**** Dataset records ****

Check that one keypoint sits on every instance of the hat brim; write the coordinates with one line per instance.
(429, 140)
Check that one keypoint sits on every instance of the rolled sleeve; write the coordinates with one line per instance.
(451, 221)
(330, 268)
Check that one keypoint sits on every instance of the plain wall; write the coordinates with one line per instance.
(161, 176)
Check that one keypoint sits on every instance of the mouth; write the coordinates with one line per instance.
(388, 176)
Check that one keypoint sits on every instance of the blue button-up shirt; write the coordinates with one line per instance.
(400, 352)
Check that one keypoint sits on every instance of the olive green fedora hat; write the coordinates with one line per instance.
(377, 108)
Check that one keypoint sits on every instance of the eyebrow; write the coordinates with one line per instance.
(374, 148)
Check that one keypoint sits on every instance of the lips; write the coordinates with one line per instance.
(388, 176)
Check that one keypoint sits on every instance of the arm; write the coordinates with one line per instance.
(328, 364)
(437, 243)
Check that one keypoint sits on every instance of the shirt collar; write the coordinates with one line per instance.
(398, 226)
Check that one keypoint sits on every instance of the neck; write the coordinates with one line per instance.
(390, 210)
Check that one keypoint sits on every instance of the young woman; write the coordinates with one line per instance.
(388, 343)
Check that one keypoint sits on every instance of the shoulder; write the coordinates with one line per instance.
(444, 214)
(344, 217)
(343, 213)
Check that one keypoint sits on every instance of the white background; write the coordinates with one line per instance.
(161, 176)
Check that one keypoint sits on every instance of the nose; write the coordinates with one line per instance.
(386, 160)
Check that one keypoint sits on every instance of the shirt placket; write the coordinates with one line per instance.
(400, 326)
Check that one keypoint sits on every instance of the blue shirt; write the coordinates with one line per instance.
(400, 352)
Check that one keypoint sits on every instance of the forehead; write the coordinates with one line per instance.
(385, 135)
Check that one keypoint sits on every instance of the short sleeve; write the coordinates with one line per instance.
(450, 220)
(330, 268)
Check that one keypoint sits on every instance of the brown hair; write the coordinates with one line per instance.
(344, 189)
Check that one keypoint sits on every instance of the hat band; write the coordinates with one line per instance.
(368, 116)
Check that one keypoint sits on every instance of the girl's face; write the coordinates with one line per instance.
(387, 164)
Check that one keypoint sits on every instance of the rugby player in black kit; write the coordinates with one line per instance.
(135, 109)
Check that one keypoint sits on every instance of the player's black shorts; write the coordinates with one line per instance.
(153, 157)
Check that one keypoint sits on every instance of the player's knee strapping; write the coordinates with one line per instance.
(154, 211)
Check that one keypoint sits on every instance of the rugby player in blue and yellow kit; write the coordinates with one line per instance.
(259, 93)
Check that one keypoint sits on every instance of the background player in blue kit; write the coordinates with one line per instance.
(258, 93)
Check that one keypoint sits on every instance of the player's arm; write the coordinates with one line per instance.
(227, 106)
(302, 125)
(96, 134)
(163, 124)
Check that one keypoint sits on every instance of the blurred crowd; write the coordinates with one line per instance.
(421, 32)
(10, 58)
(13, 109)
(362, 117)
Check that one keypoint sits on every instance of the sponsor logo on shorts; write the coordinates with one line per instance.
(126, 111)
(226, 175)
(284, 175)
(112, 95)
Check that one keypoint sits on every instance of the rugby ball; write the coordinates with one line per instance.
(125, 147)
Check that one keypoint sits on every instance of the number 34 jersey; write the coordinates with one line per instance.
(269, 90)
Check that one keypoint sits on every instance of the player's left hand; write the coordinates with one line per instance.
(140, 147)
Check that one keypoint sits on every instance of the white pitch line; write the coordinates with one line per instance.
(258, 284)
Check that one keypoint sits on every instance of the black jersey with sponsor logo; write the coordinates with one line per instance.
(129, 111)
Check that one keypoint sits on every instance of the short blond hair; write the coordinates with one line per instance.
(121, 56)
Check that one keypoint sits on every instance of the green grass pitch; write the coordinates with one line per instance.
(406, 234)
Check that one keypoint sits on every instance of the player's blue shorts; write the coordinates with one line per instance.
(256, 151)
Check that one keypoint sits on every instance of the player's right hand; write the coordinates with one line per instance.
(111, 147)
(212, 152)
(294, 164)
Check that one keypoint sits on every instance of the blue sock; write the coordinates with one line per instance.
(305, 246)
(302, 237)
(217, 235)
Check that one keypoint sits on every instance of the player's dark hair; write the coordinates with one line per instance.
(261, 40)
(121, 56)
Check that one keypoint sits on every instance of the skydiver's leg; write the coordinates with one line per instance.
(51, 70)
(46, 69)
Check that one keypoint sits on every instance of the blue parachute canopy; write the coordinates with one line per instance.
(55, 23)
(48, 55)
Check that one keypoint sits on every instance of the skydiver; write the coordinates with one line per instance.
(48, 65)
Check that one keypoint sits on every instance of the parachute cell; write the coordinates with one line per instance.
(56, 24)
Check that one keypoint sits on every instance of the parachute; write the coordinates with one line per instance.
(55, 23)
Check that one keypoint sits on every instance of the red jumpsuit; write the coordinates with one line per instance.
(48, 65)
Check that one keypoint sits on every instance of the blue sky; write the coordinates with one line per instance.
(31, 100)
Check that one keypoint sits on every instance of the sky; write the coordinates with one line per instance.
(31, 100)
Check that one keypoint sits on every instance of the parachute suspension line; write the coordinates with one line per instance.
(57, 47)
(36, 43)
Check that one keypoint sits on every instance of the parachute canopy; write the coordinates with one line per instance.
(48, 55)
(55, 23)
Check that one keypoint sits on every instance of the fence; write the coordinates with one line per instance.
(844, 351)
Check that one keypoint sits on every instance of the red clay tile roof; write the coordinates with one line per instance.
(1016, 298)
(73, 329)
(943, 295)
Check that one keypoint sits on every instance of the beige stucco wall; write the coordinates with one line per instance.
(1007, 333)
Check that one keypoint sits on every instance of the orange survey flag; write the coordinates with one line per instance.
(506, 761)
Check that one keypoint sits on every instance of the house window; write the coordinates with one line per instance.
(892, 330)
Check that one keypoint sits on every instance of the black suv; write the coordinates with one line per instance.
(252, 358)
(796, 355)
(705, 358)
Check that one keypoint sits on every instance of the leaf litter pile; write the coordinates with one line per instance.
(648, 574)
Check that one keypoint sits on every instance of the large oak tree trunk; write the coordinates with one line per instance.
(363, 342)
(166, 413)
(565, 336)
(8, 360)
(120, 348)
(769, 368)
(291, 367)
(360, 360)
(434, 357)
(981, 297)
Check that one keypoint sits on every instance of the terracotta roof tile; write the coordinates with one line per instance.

****

(Problem statement)
Output all records verbatim.

(Output of the task)
Check that one keypoint sits on every instance of the hat brim; write the coordinates with one line per instance.
(429, 140)
Check that one keypoint sits on every instance of the rolled sleeve; write the coordinates with one line per instance.
(451, 221)
(330, 268)
Check that one keypoint sits on every instance of the plain wall; write the coordinates with one line per instance.
(161, 176)
Check that one keypoint sits on every instance of the mouth; write the coordinates with one line per instance.
(388, 176)
Check that one keypoint sits on every instance of the blue button-up shirt; write the coordinates with one line per instance.
(400, 352)
Check that one keypoint sits on every instance of the olive green fedora hat; write the coordinates with one line per instance.
(377, 108)
Check that one keypoint sits on every instance of the eyebrow; write the coordinates with one line per instance.
(374, 148)
Check that one keypoint sits on every instance of the lips; write the coordinates with one line per instance.
(388, 176)
Check that one keypoint sits on every instance of the arm; write the coordinates with one line per instance.
(328, 364)
(437, 243)
Check that one keypoint sits on every instance of the shirt collar; write the coordinates with one line per instance.
(398, 226)
Check that one keypoint sits on every instance of the neck; write the coordinates with one line per instance.
(390, 210)
Check that one keypoint sits on every instance of the young woman; write the coordinates with one line per instance.
(388, 343)
Check that one keypoint sits on every instance of the shoulder; write the coordinates with one line per instance.
(444, 214)
(344, 217)
(343, 213)
Check that one keypoint sits on every instance of the white background; write the coordinates with one line per instance.
(161, 176)
Check that one keypoint sits on every instance of the nose; write the coordinates with one line per instance.
(386, 160)
Check that one keypoint sits on every instance of the shirt placket; write the coordinates with one line per instance.
(400, 326)
Check that one keypoint sits on every instance of the blue shirt; write the coordinates with one line per instance.
(400, 352)
Check that one keypoint sits on every instance of the forehead; write the coordinates with one line per instance.
(385, 135)
Check that one keypoint sits on every instance of the short sleeve; write the coordinates with one line per instance.
(450, 220)
(330, 268)
Check that one keypoint sits on every instance of the brown hair; write the coordinates with one line per instance.
(344, 189)
Check that one keypoint sits on every instance of the hat band; write the coordinates with one line per instance.
(368, 116)
Check that one keypoint sits on every instance of the girl's face; write the coordinates with one line per instance.
(387, 164)
Check that one keypoint sits on every instance of the rugby player in black kit; write the coordinates with one line per instance.
(135, 109)
Check that one keypoint sits on every instance of the player's black shorts; write the coordinates with one line per instance.
(153, 157)
Check that one keypoint sits on every instance of the player's knee strapping; write the coordinates with one line per instance.
(154, 211)
Check that one keypoint sits on every instance of the rugby player in blue and yellow kit; write the coordinates with one line per instance.
(259, 93)
Check that one keypoint sits on every instance of the background player in blue kit; write the coordinates with one line per instance.
(258, 93)
Check that one keypoint sits on every instance of the player's arm; write the coordinates with one line per instance.
(227, 106)
(302, 125)
(96, 134)
(163, 124)
Check that one keypoint sits on every instance of the blurred crowd; write the coordinates with one line per instance.
(421, 32)
(10, 58)
(13, 109)
(362, 117)
Check that one keypoint sits on every instance of the sponsor logo on shorts; write the coordinates with one line per instance.
(126, 111)
(226, 175)
(284, 175)
(112, 95)
Check that one keypoint sits on every instance of the rugby ball; write the coordinates with one line per instance.
(125, 147)
Check that one keypoint sits on every instance of the number 34 jersey; write the coordinates with one line per instance.
(269, 90)
Check that one keypoint sits on every instance of the player's left hand; write the coordinates with one line per instance.
(140, 147)
Check that one keypoint sits on every instance of the white pitch line; write the coordinates with one line per instance.
(258, 284)
Check that one keypoint sits on every instance of the black jersey with sponsor logo; write the coordinates with one line per instance.
(129, 111)
Check that one keypoint sits on every instance of the short blond hair; write the coordinates with one line per instance.
(121, 56)
Check that one keypoint sits on every instance of the green grass pitch; write the coordinates with one line per instance.
(406, 234)
Check that one keypoint sits on every instance of the player's blue shorts; write the coordinates with one line per instance.
(256, 151)
Check that one keypoint sits on every instance of the player's right hand; write the coordinates with one line per instance.
(111, 147)
(212, 152)
(294, 164)
Check that one keypoint sits on every instance of the blue sock; write the coordinates with one line per instance.
(305, 246)
(302, 237)
(217, 235)
Check that one keypoint sits on every instance of the player's dark hair; write the coordinates with one line per instance.
(261, 40)
(121, 56)
Check that one keypoint sits on every instance of the skydiver's leg; write the coordinates with one line per instance.
(51, 70)
(46, 69)
Check that one keypoint sits on every instance of the blue parachute canopy; write the coordinates with one line per instance.
(55, 23)
(48, 55)
Check that one keypoint sits on every instance of the skydiver; write the coordinates with one line per instance.
(48, 65)
Check that one keypoint sits on every instance of the parachute cell; write the coordinates with one line per instance.
(56, 24)
Check that one keypoint sits on every instance of the parachute; write the coordinates with one line per instance.
(55, 23)
Check that one keypoint sits on every instance of the red jumpsuit; write the coordinates with one line per instance.
(48, 65)
Check that one keypoint sits on every instance of the blue sky; write the coordinates with one line per instance.
(31, 100)
Check that one keypoint sits on every instance of the sky; write the coordinates with one line per instance.
(31, 100)
Check that one keypoint sits on every instance of the parachute suspension line; write the coordinates with one line per instance.
(57, 47)
(36, 43)
Check that one keypoint sits on every instance of the parachute canopy; write the coordinates with one line per instance.
(48, 55)
(55, 23)
Check that one keypoint sits on every instance of the fence; write the coordinates with one line per instance.
(844, 351)
Check that one keypoint sits on every instance of the red clay tile roof; write the coordinates with one line per instance.
(1016, 298)
(73, 329)
(943, 295)
Check that one keypoint sits on every instance of the beige stucco wall; write the coordinates with one line per instance.
(1007, 333)
Check that one keypoint sits on every instance of the orange survey flag; write the coordinates with one line per instance.
(506, 761)
Check that one keypoint sits on every instance of the house window; write the coordinates with one line per instance.
(892, 330)
Check that one keypoint sits on every instance of the black suv; write the coordinates with one line per instance.
(252, 358)
(796, 355)
(705, 358)
Check that one keypoint sits on every instance of the leaf litter pile; write the coordinates with one line per instance.
(648, 574)
Check that one keypoint sits on every instance of the large oak tree trunk; write the coordinates with one line per instance.
(363, 342)
(166, 413)
(565, 336)
(8, 360)
(120, 348)
(769, 368)
(291, 367)
(360, 360)
(434, 357)
(981, 297)
Check that one keypoint sits on every instance of the terracotta roof tile; write the coordinates with one line per instance.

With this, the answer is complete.